▶ [Отрывок из источника]:

Выбрать главу

— Пускать, пускать! — отвечали все хором.

Пили чай, когда пришли Вертинские, она тоненькая, с каким-то странным, загадочным птичьим лицом — огромные холодные глаза и широкие разлетающиеся брови. Она потом играла в одном фильме птицу Феникс, и лицо ее, казалось, было создано специально для этой роли. Он высокий, статный, с мучнисто бледным большим лицом, с залысинами надо лбом, за которыми не видно волос, безбровый, безресничный, с припухшими веками, из-под которых глядели недобрые студенистые глаза, и тонкий прорез рта без губ. Он поставил бутылку коньяка на стол и попросил разрешения поцеловать руку Анны Андреевны. И Анна Андреевна театральным жестом протянула ему руку, и он склонился над ней. Все это походило на спектакль, где я, сидевшая в стороне от всех, за другим концом стола, была, как в зрительном зале. Гостям, видно, не понравился Вертинский, не понравилось и то, что он приехал со своей бутылкой коньяка, а теперь, откупорив бутылку, хотел всем разлить коньяк. Все отказались и наполнили бокалы вином. И он, налив коньяк себе и жене, произнес выспренний и долгий тост за Анну Андреевну, и его длинные тонкие руки взлетали и замирали, и из рюмки не расплескалось ни капли коньяка. Я была уже на его концертах, и меня тогда поразила его артистичность и умение "держать" зал. Но здесь он взял неверный тон и, должно быть, понимал это, но не мог уже отступить. Олечка, не выдержав, шепнула что-то. Анна Андреевна повела в ее сторону глазами, и она притихла, уткнувшись в плечо Тарасенкову. Когда Вертинский кончил, Анна Андреевна благосклонно кивнула ему головой и, отпив глоток, поставила бокал на стол.

▶ [Задание 1]: Перепишите отрывок о приходе Вертинских к Анне Андреевне полностью, не меняя в нем ни слова.
Этот отрывок никак не связан с листингом.

▶ [Исходные данные]:
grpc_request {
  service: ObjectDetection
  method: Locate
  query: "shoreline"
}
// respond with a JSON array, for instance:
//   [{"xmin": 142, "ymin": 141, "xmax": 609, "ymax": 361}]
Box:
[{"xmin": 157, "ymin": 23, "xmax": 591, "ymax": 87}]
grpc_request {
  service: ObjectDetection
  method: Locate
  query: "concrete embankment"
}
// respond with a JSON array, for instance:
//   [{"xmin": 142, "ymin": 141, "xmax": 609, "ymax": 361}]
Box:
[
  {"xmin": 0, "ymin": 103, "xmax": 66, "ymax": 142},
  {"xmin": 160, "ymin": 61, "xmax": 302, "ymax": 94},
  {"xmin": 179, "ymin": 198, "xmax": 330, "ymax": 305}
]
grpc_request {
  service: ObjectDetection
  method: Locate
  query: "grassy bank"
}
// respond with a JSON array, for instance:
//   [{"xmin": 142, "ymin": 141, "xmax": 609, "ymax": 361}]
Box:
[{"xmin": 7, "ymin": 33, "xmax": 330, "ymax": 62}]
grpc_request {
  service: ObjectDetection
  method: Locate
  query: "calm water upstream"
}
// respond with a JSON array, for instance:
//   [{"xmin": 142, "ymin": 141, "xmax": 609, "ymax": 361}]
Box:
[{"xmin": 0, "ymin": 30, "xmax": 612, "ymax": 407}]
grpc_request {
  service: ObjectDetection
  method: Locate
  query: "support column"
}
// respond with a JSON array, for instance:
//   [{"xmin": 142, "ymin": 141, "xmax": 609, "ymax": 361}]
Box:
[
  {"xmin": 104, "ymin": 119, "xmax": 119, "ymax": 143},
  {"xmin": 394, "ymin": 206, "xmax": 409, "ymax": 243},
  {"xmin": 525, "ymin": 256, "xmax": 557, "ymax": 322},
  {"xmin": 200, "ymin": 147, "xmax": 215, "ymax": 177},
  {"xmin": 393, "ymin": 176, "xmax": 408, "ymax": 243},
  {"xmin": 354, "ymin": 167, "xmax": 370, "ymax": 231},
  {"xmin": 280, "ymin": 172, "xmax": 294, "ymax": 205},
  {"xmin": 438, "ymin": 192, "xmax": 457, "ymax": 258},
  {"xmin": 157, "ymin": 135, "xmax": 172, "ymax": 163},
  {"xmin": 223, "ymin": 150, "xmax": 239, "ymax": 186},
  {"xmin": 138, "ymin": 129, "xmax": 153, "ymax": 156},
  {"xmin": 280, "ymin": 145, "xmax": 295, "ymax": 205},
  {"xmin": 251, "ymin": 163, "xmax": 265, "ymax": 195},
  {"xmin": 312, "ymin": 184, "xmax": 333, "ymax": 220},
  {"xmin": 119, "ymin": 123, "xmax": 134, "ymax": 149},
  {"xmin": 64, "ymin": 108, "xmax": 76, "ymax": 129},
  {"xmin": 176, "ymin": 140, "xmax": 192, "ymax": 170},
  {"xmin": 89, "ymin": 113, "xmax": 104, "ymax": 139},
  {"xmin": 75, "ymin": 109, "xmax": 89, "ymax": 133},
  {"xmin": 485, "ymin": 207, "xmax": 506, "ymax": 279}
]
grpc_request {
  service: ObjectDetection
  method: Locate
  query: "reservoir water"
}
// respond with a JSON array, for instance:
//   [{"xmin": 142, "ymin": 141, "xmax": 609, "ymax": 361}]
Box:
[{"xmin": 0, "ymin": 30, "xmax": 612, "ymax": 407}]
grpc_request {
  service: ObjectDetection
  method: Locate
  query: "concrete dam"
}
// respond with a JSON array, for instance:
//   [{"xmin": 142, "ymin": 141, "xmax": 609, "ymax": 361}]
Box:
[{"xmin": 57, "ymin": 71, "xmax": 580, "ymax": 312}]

▶ [Задание 2]: В скольких строках листинга встречается слово «concrete»? Подсчитайте и дайте в ответ только число.

▶ [Ответ 1]:
Выбрать главу

— Пускать, пускать! — отвечали все хором.

Пили чай, когда пришли Вертинские, она тоненькая, с каким-то странным, загадочным птичьим лицом — огромные холодные глаза и широкие разлетающиеся брови. Она потом играла в одном фильме птицу Феникс, и лицо ее, казалось, было создано специально для этой роли. Он высокий, статный, с мучнисто бледным большим лицом, с залысинами надо лбом, за которыми не видно волос, безбровый, безресничный, с припухшими веками, из-под которых глядели недобрые студенистые глаза, и тонкий прорез рта без губ. Он поставил бутылку коньяка на стол и попросил разрешения поцеловать руку Анны Андреевны. И Анна Андреевна театральным жестом протянула ему руку, и он склонился над ней. Все это походило на спектакль, где я, сидевшая в стороне от всех, за другим концом стола, была, как в зрительном зале. Гостям, видно, не понравился Вертинский, не понравилось и то, что он приехал со своей бутылкой коньяка, а теперь, откупорив бутылку, хотел всем разлить коньяк. Все отказались и наполнили бокалы вином. И он, налив коньяк себе и жене, произнес выспренний и долгий тост за Анну Андреевну, и его длинные тонкие руки взлетали и замирали, и из рюмки не расплескалось ни капли коньяка. Я была уже на его концертах, и меня тогда поразила его артистичность и умение "держать" зал. Но здесь он взял неверный тон и, должно быть, понимал это, но не мог уже отступить. Олечка, не выдержав, шепнула что-то. Анна Андреевна повела в ее сторону глазами, и она притихла, уткнувшись в плечо Тарасенкову. Когда Вертинский кончил, Анна Андреевна благосклонно кивнула ему головой и, отпив глоток, поставила бокал на стол.

▶ [Ответ 2]: 2